:: THE RECORDS ::

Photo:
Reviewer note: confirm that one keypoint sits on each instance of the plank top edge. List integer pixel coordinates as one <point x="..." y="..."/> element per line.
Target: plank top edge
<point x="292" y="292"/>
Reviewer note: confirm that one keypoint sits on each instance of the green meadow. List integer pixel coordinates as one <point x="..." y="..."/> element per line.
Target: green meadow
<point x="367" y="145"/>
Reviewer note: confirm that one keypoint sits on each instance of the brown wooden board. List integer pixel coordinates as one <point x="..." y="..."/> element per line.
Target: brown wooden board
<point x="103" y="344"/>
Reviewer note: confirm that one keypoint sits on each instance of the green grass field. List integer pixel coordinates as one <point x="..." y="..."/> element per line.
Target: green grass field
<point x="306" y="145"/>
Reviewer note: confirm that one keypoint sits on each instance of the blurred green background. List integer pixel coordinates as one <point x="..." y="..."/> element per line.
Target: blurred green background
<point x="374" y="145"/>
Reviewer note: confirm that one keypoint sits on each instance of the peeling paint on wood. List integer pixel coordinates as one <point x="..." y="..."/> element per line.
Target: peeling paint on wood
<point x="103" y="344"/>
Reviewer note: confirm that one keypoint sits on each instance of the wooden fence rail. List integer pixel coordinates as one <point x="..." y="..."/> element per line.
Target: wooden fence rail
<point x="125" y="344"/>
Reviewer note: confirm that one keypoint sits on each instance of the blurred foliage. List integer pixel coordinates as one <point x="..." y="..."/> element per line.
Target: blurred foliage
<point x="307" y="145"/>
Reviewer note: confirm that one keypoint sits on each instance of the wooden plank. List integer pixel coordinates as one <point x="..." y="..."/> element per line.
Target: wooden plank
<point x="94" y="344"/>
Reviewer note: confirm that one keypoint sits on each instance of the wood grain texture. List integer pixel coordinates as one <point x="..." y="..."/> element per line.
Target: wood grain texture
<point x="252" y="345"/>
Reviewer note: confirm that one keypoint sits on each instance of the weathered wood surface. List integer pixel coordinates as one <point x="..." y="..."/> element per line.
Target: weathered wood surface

:::

» **WRITTEN PROBLEM**
Format every line of the records above as a Markdown table with the columns "Row" and "Record line," numbering the rows in order and omitting blank lines.

» **RESULT OF THIS EXERCISE**
| Row | Record line |
|---|---|
| 1 | Photo: |
| 2 | Reviewer note: confirm that one keypoint sits on each instance of the plank top edge. List integer pixel coordinates as one <point x="..." y="..."/> element per line. |
| 3 | Target: plank top edge |
| 4 | <point x="292" y="292"/> |
| 5 | Reviewer note: confirm that one keypoint sits on each instance of the green meadow. List integer pixel coordinates as one <point x="..." y="..."/> element per line. |
| 6 | Target: green meadow |
| 7 | <point x="367" y="145"/> |
| 8 | Reviewer note: confirm that one keypoint sits on each instance of the brown wooden board. List integer pixel coordinates as one <point x="..." y="..."/> element per line. |
| 9 | Target: brown wooden board |
| 10 | <point x="103" y="344"/> |
| 11 | Reviewer note: confirm that one keypoint sits on each instance of the green grass field. List integer pixel coordinates as one <point x="..." y="..."/> element per line. |
| 12 | Target: green grass field |
| 13 | <point x="306" y="145"/> |
| 14 | Reviewer note: confirm that one keypoint sits on each instance of the blurred green background. List integer pixel coordinates as one <point x="..." y="..."/> element per line. |
| 15 | Target: blurred green background |
| 16 | <point x="374" y="145"/> |
| 17 | Reviewer note: confirm that one keypoint sits on each instance of the peeling paint on wood. List integer pixel coordinates as one <point x="..." y="..."/> element per line. |
| 18 | Target: peeling paint on wood |
| 19 | <point x="103" y="344"/> |
| 20 | Reviewer note: confirm that one keypoint sits on each instance of the wooden fence rail. List integer pixel coordinates as one <point x="..." y="..."/> element per line. |
| 21 | Target: wooden fence rail |
| 22 | <point x="125" y="344"/> |
| 23 | Reviewer note: confirm that one keypoint sits on each instance of the blurred foliage. List integer pixel coordinates as one <point x="..." y="..."/> element per line. |
| 24 | Target: blurred foliage |
| 25 | <point x="307" y="145"/> |
| 26 | Reviewer note: confirm that one keypoint sits on each instance of the wooden plank. List integer pixel coordinates as one <point x="..." y="..."/> element per line. |
| 27 | Target: wooden plank |
| 28 | <point x="94" y="344"/> |
| 29 | Reviewer note: confirm that one keypoint sits on each instance of the wood grain texture. List integer pixel coordinates as one <point x="..." y="..."/> element per line. |
| 30 | Target: wood grain texture |
| 31 | <point x="252" y="345"/> |
| 32 | Reviewer note: confirm that one keypoint sits on each instance of the weathered wood surface. List integer pixel coordinates as one <point x="..." y="..."/> element per line. |
| 33 | Target: weathered wood surface |